# ¡como sea!



## rosilek

ciaoooo a tutti!!! ;D

voglio sapere come si dice in italiano questa frase.... 
"¡Como sea!"

El contexto sería: yo quiiero decir una cosa y me confundo y digo otra... entonces digo "Bueno, ¡Como sea!"


----------



## Angel.Aura

Hola rosilek 


rosilek said:


> *C*iaoooo a tutti!!! ;D
> *V*oglio sapere come si dice in italiano questa frase....
> "¡Como sea!"
> El contexto sería: yo quiiero decir una cosa y me confundo y digo otra... entonces digo "Bueno, ¡Como sea!"


In genere chiediamo almeno un tentativo di traduzione.
Vuoi provare?


----------



## rosilek

Angel.Aura said:


> Hola rosilek
> 
> In genere chiediamo almeno un tentativo di traduzione.
> Vuoi provare?


 
*S*cusi! *A*llora... mio italiano è cosi cosi.

*I*o volgio dire una cosa per esempio "digli" ed invece dico "dili" (forse perchè n*o*n so la differenza) allora voglio dire "¡como sea!" (sarappe:qualsiesi sia [la forma corretta] forse?? )

*N*on so se mi sono spiegata bene, scusi ancora!


----------



## rgr

_*C*omunque sia?_


----------



## linodor

Vada come vada ?


----------



## Neuromante

*E và bè!
Fa lo steso, tanto...*

En todo caso no estás pidiendo una traducción, sino más bien una exclamación que funcione igual que ¡Como sea! en este contexto (Lo digo más para las opciones que te den que para ti)


Una cosa:
No digas "Voglio" en este tipo de frases. En italiano el indicativo en este contexto equivale a una orden, debes usar el condicional "Vorrei". Aunque no se te van a ofender, que para algo sirve que seas extranjera; pero les chirriará mucho


----------



## 0scar

¿No sirve _sia come sia_?


----------



## gatogab

Hola Roselik.
Si entendí bien, se trata de esto:
tú me dices *"sarappe"*, yo te corrijo y te digo *"sarebbe"* , entonces me respondes *"¡como sea!"*.
De ser así, hay muchas maneras de replicar a una corrección:
_comunque sia_
_come sia_
_Si, quello_
_Si, così..._
Incluso en defensa: 
_è lo stesso_
_fa niente..._
y muchas más.
Espero haber sido de ayuda, si no *"fa niente"*


----------



## chlapec

E che vi pare "...o comunque si dica"?


----------



## silvialxk

linodor said:


> Vada come vada ?


 
Non va bene in questo contesto... 

En un contexto parecido a lo descrito por rosilek (es decir, yo digo algo que no es correcto y mi interlocutor me corrige) yo diría algo como:

_Si, quello_
_Si, insomma_
_Vabbè, quello_
_Si, ecco_
_Ah, si dice così? Vabbè, quello_

Las alternativas son muchas, es un asunto puramente pragmático y no existe una traducción "uficial", no sé si me explico


----------



## chlapec

silvialxk said:


> Non va bene in questo contesto...
_____
**Esercizio proposto 1:** Ricopia senza modifiche le righe dei dati: parti dalla riga che contiene "outline --target=wooden board" e arriva fino all'ultima riga dei dati, includendole entrambe.
La pagina e le righe dei dati provengono da fonti diverse.

**Dati forniti:**
_____
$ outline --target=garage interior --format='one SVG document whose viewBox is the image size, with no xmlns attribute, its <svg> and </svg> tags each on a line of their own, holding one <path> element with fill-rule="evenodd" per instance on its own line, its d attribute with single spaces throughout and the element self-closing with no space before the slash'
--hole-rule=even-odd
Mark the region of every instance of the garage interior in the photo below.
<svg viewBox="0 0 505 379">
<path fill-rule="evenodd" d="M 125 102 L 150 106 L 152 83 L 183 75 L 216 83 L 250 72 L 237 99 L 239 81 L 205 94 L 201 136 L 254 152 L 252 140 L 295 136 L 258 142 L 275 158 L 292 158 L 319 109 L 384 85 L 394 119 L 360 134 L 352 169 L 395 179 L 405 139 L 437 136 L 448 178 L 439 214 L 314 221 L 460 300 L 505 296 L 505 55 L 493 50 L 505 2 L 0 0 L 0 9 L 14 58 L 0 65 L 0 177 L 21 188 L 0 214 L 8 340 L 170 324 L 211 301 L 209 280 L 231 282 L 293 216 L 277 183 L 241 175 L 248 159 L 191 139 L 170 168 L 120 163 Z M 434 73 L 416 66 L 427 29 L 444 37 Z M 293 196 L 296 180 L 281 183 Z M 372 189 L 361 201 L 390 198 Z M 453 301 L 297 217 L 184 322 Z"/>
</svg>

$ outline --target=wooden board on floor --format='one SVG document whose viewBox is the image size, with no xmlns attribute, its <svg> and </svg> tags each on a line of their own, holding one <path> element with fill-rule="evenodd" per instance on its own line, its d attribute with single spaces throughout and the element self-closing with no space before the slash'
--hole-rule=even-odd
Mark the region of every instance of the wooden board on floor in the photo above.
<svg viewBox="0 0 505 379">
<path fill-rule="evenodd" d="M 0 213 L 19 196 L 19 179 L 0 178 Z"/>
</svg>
_____
**Esercizio proposto 2:** Riscrivi in forma più breve, nella sua stessa lingua, il paragrafo della pagina che inizia con "En todo caso no estás pidiendo una traducción". Mantieni i fatti principali.

**Risposta corretta 1:**
$ outline --target=wooden board on floor --format='one SVG document whose viewBox is the image size, with no xmlns attribute, its <svg> and </svg> tags each on a line of their own, holding one <path> element with fill-rule="evenodd" per instance on its own line, its d attribute with single spaces throughout and the element self-closing with no space before the slash'
--hole-rule=even-odd
Mark the region of every instance of the wooden board on floor in the photo above.
<svg viewBox="0 0 505 379">
<path fill-rule="evenodd" d="M 0 213 L 19 196 L 19 179 L 0 178 Z"/>
</svg>

**Risposta corretta 2:** No pides una traducción, sino una exclamación que funcione como ¡Como sea! en este contexto. Lo digo más por las opciones que te den que por ti.